Читаем Михаил Кузмин полностью

О некотором оживлении свидетельствуют также регулярные встречи Кузмина с совсем молодыми поэтами. Если общество юношей всегда привлекало его, то сейчас он постоянно оказывается в кругу поэтов вообще, вне зависимости от их пола, окруженный вниманием и почтением. Интересно, что он стал завсегдатаем сборищ у сестер Наппельбаум, дочерей известного фотографа, писавших стихи. Эти собрания были продолжением гумилевской студии «Звучащая раковина», и их участники, выпустив альманах, посвятили его памяти Гумилева. При скептическом отношении Кузмина к поэзии и личности Гумилева и резко отрицательном — к его попыткам учить молодых поэтов писать стихи, такие посещения также должны были казаться довольно странными. Единственная причина, которая может служить объяснением (помимо чисто житейских обстоятельств), — стремление молодежи после смерти Блока и расстрела Гумилева увидеть именно в Кузмине нового учителя, приходящего на смену прежним. Но Кузмин для такой роли явно не годился, так как предпочитал воспитывать поэтов не военной дисциплиной, как Гумилев, и не «линейкой», как Брюсов (вспомним стих Б. Пастернака, обращенный к нему: «Линейкой нас не умирать учили»), а мирными домашними беседами. И потому далеко не все молодые поэты привлекали его внимание, а в первую очередь те, кто выделялся своей неординарностью, даже если она не была особенно «высокой». Недаром среди тех, кто регулярно посещал вечера у Кузмина, были К. Вагинов, А. Введенский и Д. Хармс — едва ли не самые «левые» и неожиданные поэты на фоне традиционной «петербургской поэтики».

-----

Задание - Пожалуйста, продолжите текст о Кузмине и молодых поэтах, начав сразу после его последнего предложения. Приведённый далее материал здесь никак не используется.

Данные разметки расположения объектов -
-----

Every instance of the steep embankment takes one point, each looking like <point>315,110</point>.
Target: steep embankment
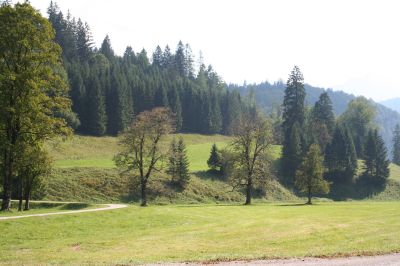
<point>86,172</point>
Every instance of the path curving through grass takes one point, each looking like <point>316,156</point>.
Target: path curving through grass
<point>105,208</point>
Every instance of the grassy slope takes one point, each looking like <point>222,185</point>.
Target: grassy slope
<point>45,207</point>
<point>201,232</point>
<point>85,172</point>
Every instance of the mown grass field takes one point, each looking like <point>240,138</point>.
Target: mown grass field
<point>176,233</point>
<point>46,207</point>
<point>82,151</point>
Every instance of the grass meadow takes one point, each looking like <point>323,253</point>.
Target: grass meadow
<point>177,233</point>
<point>204,222</point>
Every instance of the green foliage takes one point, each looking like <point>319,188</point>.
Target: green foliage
<point>214,161</point>
<point>178,163</point>
<point>107,90</point>
<point>249,162</point>
<point>376,161</point>
<point>310,175</point>
<point>32,87</point>
<point>293,122</point>
<point>321,122</point>
<point>341,157</point>
<point>204,233</point>
<point>396,145</point>
<point>359,119</point>
<point>140,152</point>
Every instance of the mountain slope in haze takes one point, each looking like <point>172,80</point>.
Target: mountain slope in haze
<point>392,104</point>
<point>270,96</point>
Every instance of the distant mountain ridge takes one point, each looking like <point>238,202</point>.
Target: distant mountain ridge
<point>270,95</point>
<point>392,104</point>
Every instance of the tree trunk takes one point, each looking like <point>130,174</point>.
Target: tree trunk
<point>309,197</point>
<point>144,199</point>
<point>7,181</point>
<point>27,200</point>
<point>248,192</point>
<point>20,197</point>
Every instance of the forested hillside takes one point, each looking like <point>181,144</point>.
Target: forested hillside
<point>269,97</point>
<point>107,89</point>
<point>392,104</point>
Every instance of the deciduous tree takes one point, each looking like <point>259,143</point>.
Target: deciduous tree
<point>32,89</point>
<point>250,147</point>
<point>140,151</point>
<point>310,175</point>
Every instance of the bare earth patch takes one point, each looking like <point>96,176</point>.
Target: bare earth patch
<point>381,260</point>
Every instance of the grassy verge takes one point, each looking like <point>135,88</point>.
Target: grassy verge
<point>178,233</point>
<point>46,207</point>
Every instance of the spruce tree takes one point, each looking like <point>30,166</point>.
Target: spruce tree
<point>96,115</point>
<point>158,57</point>
<point>293,114</point>
<point>376,161</point>
<point>106,49</point>
<point>180,63</point>
<point>214,161</point>
<point>396,145</point>
<point>172,159</point>
<point>321,123</point>
<point>178,163</point>
<point>341,157</point>
<point>182,164</point>
<point>310,175</point>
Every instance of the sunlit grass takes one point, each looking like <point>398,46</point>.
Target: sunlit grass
<point>203,232</point>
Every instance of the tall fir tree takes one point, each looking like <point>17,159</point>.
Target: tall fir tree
<point>376,161</point>
<point>95,114</point>
<point>158,57</point>
<point>321,122</point>
<point>178,163</point>
<point>341,157</point>
<point>310,175</point>
<point>396,145</point>
<point>214,161</point>
<point>293,114</point>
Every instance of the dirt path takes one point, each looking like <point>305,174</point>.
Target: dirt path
<point>106,208</point>
<point>382,260</point>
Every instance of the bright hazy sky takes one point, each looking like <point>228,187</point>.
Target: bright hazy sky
<point>349,45</point>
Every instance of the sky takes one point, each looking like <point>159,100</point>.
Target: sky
<point>345,45</point>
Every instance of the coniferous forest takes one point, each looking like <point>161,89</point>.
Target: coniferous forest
<point>107,90</point>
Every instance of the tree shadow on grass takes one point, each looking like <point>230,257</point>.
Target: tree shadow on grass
<point>209,174</point>
<point>295,205</point>
<point>196,205</point>
<point>75,206</point>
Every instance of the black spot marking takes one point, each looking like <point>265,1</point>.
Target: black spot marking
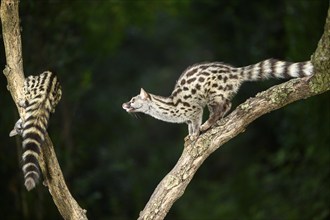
<point>186,96</point>
<point>191,72</point>
<point>191,80</point>
<point>204,73</point>
<point>186,104</point>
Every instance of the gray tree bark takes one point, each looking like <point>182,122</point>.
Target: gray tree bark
<point>195,153</point>
<point>53,177</point>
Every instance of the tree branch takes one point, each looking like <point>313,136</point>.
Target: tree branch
<point>53,177</point>
<point>194,154</point>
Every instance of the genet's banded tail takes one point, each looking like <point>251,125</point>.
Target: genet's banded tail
<point>42,93</point>
<point>272,68</point>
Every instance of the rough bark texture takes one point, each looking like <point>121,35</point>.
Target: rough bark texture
<point>175,182</point>
<point>53,177</point>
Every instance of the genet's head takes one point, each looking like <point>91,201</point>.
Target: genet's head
<point>139,103</point>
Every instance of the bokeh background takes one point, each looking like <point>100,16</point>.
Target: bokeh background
<point>104,51</point>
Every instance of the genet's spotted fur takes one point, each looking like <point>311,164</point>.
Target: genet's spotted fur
<point>212,85</point>
<point>41,95</point>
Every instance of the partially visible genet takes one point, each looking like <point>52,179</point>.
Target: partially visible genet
<point>41,95</point>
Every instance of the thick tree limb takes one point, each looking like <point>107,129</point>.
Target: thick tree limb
<point>51,170</point>
<point>175,182</point>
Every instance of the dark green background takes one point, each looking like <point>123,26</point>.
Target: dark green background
<point>103,53</point>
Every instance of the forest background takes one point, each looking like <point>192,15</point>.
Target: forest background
<point>103,53</point>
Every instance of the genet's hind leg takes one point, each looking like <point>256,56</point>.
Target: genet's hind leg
<point>217,111</point>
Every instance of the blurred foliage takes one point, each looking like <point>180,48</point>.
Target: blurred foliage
<point>103,51</point>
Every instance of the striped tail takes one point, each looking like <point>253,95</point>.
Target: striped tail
<point>273,68</point>
<point>33,137</point>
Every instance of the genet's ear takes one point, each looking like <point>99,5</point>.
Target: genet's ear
<point>144,95</point>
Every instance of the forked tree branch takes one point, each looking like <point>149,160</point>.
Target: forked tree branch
<point>53,177</point>
<point>194,154</point>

-----

Ответ -
Думается, это же может быть сказано и о его отношениях с поэтессой Анной Радловой. В одной из автобиографий Кузмин назвал среди тех современных писателей, которых он высоко ценит, очень немногих: Хлебникова, Анну Радлову, Ваганова, Ремизова, Юркуна и Пастернака. Причины, заставившие его назвать в этом ряду Юркуна, конечно, очевидны. Однако появление имени А. Д. Радловой нуждается в объяснении[562].

Ее звезда в поэзии внезапно загорелась и так же мгновенно погасла. Три сборника стихов, вышедшие в 1918–1922 годах, сопровождались бурными восторгами некоторых критиков, которых с легкостью упрекали в том, что их восхищение было вызвано причинами внелитературными[563]. Чрезвычайно недружелюбно по отношению к Радловой и всей обстановке вокруг нее была настроена Ахматова, считавшая даже, что литературные успехи Радловой в 1930-е годы были обеспечены поддержкой тайной полиции[564]. Вряд ли возможно сейчас безоговорочно утверждать, талантливы были ее стихи или нет, но то, что они выделялись на фоне тогдашней петроградской поэзии — несомненно. Но когда несомненность эта стала определяться через помещение ее в один ряд с Ахматовой, Блоком, В. Ивановым, Мандельштамом и Сологубом[565], реакция должна была последовать и последовала незамедлительно. В разговоре с одним из авторов данной книги в 1970 году Г. В. Адамович вспоминает, что и сам он, и Ахматова, и многие другие считали Радлову просто бездарной.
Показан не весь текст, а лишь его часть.